WHAT TO WORK ON: Set the data down once more, exactly as it is written.

==*==

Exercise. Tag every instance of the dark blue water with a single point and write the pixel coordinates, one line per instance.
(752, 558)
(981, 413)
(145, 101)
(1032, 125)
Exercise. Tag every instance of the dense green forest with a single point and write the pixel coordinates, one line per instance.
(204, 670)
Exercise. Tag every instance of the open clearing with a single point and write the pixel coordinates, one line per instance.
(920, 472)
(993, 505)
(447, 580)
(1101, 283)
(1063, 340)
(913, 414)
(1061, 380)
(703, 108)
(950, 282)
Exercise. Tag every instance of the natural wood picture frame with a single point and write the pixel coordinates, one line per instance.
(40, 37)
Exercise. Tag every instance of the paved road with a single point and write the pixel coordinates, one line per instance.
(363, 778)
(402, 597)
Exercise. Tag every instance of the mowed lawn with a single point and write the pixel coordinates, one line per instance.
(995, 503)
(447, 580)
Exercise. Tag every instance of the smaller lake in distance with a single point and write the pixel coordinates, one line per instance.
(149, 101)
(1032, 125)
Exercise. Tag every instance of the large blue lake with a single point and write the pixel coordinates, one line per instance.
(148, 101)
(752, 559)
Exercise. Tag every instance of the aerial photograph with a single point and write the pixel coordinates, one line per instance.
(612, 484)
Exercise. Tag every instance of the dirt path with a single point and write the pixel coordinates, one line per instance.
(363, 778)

==*==

ANSWER TO THIS EXERCISE:
Exercise. Tag every instance of the dark blue water with a single point and write the pixel coordinates, one line per instance.
(752, 558)
(981, 413)
(145, 101)
(1032, 125)
Exercise. Tag every instance of the dense green forest with a single point and write the pixel coordinates, one line per instance.
(204, 670)
Exercise. Tag every instance of the open clearing with a single point and write the pixel coordinates, one line per instance.
(920, 472)
(993, 505)
(447, 580)
(1101, 283)
(1063, 340)
(913, 414)
(1061, 380)
(703, 108)
(950, 282)
Exercise. Tag every instance of the natural wood picture frame with a single point and write the pixel coordinates, one line per instance.
(40, 37)
Exercise. Tag every instance of the paved road with a single point and write the pixel coordinates, one line per instance.
(363, 778)
(402, 597)
Exercise. Tag every instance of the mowed lawn with a single point and write the pixel coordinates, one line per instance.
(995, 503)
(447, 580)
Exercise. Tag every instance of the smaller lake in distance with a single point and write the pixel coordinates, one line per instance.
(149, 101)
(1032, 125)
Exercise. Tag every instance of the large blue lake with a single point and write the pixel coordinates, one line per instance.
(148, 101)
(752, 559)
Exercise. Tag every instance of the aerial photograph with a single point and write the pixel coordinates, one line per instance.
(612, 484)
Exercise. Tag every instance of the dirt path with a single point and write the pixel coordinates, one line per instance.
(363, 778)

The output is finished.